### EXTRAIT FOURNI
Les doctrines du Portique, surtout depuis la direction que Chrysippe et Panætios leur donnèrent furent une réaction opérée au nom de l’instinct moral et du sens commun[31]. Zénon ne détruisait pas la religion nationale, dont toutes les divinités étaient pour lui des manifestations de l’Être unique, et, en vertu de ce principe, il pouvait respecter les croyances populaires, surtout la doctrine si vivace des génies. Il reste de son successeur Cléanthe un hymne magnifique à Jupiter : Salut à toi, le plus glorieux des immortels, être qu’on adore sous mille noms, Jupiter éternellement tout-puissant ; à toi, maître de la nature ; à toi, qui gouvernes toutes choses selon la loi ! Ce monde immense qui roule autour de la terre, obéit sans murmure à tes ordres ; car tu tiens en tes invincibles mains l’instrument de ta volonté, la foudre au trait acéré, l’arme enflammée et toujours vivante ; la nature entière frissonne à ses coups retentissants. Avec elle tu règles l’action de la raison universelle qui circule à travers tous les êtres, et qui se mêle aux grands comme aux petits flambeaux du monde. Roi suprême de l’univers, rien sur la terre ne s’accomplit sans toi, rien dans le ciel éthéré et divin, rien dans la mer ; rien, hormis les crimes que commettent les méchants.... Jupiter, dieu que cachent les sombres nuages, retire les hommes de leur funeste ignorance ; dissipe les ténèbres de leur âme, ô notre pèse ! et donne-leur de comprendre la pensée qui te sert à gouverner le monde avec justice. Alors nous te rendrons en hommages le prix de tes bienfaits, célébrant sans cesse par de dignes accents, les œuvres de tes mains, la loi commune de tous les êtres. Un écho de cette belle poésie retentira dans l’âme du dernier des grands Antonins ; et si l’on changeait le nom de Jupiter en celui de Jéhovah, on aurait une prière chrétienne.

### EXERCICE ÉCRIT 1
Indiquez si chacune des affirmations suivantes concorde avec l'extrait sur les doctrines du Portique : (a) Zénon détruisait la religion nationale ; (b) l'hymne à Jupiter est l'œuvre de Cléanthe, successeur de Zénon ; (c) d'après l'hymne, les crimes des méchants s'accomplissent eux aussi par Jupiter. Répondez par oui ou non et citez à chaque fois les mots décisifs de l'extrait.
### EXERCICE ÉCRIT 2
Poursuivez l'extrait sur les doctrines du Portique en reprenant après sa dernière phrase.

### LIGNES
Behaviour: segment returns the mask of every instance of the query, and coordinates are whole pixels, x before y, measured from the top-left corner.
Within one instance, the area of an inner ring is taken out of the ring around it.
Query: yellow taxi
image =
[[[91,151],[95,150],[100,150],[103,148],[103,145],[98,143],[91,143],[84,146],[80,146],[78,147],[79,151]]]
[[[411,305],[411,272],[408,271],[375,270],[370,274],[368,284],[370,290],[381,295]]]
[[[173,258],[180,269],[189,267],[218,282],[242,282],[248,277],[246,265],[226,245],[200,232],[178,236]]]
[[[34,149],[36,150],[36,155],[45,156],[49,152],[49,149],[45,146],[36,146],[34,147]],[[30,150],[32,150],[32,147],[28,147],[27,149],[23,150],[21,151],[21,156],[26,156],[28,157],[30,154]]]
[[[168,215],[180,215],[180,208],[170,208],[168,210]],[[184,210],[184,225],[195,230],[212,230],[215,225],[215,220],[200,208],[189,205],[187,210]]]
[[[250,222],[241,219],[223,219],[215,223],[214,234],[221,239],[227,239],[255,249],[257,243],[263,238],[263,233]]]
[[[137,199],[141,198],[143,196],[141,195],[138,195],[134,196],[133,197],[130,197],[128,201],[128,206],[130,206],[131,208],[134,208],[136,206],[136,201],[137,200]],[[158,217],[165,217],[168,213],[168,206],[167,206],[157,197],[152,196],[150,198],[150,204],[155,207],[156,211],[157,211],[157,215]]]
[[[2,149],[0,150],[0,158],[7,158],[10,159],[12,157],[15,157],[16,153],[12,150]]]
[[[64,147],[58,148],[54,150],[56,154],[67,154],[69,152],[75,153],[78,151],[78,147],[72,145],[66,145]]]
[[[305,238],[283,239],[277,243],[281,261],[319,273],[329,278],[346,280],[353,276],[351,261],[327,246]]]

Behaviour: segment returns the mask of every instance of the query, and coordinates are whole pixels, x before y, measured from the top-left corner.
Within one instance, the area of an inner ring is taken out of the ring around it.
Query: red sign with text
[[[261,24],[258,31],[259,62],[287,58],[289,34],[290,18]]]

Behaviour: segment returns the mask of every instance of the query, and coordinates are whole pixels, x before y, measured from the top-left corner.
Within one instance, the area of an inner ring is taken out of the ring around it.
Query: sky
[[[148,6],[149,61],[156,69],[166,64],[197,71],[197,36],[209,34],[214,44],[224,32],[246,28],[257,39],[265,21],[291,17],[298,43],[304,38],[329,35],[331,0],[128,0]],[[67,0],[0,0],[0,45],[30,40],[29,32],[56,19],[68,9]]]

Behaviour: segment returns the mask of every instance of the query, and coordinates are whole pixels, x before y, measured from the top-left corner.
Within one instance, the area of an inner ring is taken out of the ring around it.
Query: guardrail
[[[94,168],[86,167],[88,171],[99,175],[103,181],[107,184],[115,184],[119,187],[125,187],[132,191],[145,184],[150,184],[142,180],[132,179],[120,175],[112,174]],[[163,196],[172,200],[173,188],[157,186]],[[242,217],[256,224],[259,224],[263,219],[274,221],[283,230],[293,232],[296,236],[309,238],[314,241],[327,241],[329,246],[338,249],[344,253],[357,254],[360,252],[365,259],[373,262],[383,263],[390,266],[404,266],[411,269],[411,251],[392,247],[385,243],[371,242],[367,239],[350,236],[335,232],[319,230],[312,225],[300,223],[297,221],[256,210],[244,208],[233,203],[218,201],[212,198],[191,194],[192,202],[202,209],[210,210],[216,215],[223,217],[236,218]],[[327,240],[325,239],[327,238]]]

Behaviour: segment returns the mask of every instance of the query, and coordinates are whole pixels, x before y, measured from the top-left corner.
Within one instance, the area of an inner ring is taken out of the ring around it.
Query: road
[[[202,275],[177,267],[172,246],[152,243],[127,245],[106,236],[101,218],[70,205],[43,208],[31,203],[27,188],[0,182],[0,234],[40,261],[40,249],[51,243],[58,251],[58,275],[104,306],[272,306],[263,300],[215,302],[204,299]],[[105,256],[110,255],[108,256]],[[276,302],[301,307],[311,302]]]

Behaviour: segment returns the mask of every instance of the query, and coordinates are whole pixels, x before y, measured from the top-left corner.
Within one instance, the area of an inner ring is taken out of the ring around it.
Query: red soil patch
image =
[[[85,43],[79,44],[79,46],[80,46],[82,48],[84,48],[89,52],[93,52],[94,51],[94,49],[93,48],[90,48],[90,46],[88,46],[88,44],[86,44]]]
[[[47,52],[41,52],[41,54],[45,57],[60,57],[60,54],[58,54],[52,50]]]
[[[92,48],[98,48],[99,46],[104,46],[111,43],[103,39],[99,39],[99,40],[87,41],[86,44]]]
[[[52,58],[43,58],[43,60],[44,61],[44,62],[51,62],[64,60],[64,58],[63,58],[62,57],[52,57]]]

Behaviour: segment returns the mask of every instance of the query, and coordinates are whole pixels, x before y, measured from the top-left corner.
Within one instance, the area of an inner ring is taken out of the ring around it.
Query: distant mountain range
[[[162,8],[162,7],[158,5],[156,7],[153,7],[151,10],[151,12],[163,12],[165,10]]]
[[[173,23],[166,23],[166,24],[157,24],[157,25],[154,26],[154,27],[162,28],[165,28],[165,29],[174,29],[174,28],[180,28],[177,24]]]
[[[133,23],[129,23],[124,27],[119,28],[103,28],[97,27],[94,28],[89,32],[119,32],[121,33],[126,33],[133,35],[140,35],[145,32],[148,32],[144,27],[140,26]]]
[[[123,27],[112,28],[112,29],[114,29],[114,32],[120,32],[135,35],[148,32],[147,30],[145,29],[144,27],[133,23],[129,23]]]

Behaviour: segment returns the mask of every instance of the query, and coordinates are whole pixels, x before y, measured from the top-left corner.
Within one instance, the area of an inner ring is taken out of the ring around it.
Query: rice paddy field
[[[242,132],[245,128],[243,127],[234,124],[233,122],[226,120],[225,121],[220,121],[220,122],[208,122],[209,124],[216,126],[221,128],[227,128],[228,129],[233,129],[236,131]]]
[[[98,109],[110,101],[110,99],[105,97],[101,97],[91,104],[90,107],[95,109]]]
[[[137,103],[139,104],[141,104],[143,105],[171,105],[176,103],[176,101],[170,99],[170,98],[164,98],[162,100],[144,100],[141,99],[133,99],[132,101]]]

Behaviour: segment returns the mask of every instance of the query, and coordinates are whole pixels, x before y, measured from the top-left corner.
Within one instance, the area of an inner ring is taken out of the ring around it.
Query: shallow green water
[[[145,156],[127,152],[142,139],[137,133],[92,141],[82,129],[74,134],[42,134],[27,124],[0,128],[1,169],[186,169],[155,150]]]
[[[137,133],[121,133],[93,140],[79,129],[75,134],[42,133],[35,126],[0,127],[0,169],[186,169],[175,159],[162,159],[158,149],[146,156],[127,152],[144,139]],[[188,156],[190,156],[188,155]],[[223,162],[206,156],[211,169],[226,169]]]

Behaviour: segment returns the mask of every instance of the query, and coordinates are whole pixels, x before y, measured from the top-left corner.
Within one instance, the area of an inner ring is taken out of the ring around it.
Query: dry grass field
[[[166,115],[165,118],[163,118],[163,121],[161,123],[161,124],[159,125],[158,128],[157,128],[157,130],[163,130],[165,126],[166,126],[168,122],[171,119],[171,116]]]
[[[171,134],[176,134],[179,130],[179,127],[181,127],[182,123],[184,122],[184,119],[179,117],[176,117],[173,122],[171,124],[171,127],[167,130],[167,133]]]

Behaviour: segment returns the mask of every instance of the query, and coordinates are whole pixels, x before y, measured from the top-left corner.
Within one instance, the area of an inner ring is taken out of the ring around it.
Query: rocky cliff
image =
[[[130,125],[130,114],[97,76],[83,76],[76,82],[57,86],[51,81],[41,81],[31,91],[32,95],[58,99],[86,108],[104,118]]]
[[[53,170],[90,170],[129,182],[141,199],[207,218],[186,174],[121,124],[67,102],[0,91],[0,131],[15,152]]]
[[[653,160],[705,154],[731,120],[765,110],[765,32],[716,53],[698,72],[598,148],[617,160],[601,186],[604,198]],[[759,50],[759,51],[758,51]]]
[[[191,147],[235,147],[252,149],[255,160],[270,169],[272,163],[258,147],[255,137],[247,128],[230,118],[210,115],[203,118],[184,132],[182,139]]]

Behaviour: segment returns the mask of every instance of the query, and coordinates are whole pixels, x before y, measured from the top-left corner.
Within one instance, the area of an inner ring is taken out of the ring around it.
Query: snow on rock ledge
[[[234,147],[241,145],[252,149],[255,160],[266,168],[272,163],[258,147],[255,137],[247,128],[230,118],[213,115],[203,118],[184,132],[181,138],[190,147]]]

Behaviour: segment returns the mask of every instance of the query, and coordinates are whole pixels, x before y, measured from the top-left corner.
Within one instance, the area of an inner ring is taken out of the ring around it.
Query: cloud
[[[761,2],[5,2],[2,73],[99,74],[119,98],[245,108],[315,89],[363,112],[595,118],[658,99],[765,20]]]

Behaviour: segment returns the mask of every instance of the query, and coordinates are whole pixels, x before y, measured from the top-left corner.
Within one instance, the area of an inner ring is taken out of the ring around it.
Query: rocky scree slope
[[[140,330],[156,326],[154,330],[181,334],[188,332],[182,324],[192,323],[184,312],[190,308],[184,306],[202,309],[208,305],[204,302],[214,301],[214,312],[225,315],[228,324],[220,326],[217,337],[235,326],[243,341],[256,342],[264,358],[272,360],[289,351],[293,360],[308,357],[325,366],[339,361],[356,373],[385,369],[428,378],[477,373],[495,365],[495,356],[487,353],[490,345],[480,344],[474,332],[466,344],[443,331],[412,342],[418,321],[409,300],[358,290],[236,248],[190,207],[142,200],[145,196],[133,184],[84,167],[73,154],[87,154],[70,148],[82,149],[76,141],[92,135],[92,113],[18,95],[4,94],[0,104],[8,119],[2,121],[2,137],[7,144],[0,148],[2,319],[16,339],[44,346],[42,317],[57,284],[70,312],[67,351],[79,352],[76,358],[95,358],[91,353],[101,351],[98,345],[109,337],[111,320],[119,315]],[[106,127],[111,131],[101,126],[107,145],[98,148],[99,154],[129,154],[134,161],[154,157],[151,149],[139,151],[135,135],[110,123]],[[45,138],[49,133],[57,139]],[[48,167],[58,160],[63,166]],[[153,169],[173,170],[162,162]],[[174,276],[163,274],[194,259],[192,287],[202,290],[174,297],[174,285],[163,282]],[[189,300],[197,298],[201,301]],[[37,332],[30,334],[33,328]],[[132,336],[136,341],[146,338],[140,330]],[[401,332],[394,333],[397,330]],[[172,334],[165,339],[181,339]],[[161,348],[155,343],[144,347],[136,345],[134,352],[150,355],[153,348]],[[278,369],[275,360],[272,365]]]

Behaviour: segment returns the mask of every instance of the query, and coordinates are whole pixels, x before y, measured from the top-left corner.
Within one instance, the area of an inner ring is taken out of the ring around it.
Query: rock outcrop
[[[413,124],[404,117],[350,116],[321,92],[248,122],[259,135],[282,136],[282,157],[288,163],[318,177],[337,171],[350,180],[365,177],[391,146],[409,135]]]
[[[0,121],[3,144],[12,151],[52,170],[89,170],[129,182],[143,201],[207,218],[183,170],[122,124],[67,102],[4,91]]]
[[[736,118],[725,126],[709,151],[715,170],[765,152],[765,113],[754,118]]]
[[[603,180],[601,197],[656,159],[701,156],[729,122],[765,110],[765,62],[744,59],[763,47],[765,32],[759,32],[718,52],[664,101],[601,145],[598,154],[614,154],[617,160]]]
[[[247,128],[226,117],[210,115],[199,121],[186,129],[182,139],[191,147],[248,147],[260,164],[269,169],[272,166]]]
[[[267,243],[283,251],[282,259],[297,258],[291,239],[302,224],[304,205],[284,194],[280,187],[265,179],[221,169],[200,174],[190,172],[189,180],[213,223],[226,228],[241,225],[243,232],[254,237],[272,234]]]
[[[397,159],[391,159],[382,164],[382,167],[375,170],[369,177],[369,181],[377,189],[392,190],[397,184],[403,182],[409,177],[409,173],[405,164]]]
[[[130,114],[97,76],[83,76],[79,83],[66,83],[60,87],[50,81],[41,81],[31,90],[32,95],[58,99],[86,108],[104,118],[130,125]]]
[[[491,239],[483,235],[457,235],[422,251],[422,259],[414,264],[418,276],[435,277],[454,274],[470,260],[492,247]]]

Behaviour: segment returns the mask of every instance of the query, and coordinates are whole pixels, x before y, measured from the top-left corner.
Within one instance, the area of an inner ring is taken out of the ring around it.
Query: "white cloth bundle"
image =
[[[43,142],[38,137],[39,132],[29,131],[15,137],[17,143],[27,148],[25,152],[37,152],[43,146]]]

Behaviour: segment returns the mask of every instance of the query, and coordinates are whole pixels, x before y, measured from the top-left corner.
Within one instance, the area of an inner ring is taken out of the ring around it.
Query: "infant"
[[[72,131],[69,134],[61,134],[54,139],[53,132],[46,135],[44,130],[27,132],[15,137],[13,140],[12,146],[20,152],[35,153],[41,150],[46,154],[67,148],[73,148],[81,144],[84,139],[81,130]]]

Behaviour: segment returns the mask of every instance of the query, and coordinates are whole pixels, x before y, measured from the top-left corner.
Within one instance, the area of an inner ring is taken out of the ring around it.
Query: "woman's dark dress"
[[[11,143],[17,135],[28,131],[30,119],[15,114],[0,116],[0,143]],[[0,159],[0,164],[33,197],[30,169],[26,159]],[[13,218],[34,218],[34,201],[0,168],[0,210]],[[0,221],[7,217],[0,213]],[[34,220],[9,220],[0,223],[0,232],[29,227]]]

### RÉSULTAT OBTENU 1
(a) Non : « Zénon ne détruisait pas la religion nationale ».
(b) Oui : « Il reste de son successeur Cléanthe un hymne magnifique à Jupiter ».
(c) Non : « rien, hormis les crimes que commettent les méchants ».

### RÉSULTAT OBTENU 2
A Rome, disait Hegel, le stoïcisme était chez lui. Nous avons vu, en effet, dans plus d’un Romain des anciens jours des vertus stoïques qui s’étaient naturellement développés au sein de cette race énergique et dure. Sous l’empire, nous en verrons encore. Mais, au dernier siècle de la république, le dogmatisme austère du Portique gagna seulement quelques âmes supérieures ; on écouta mieux ceux qui criaient : Doute de tout et ne crois qu’au plaisir.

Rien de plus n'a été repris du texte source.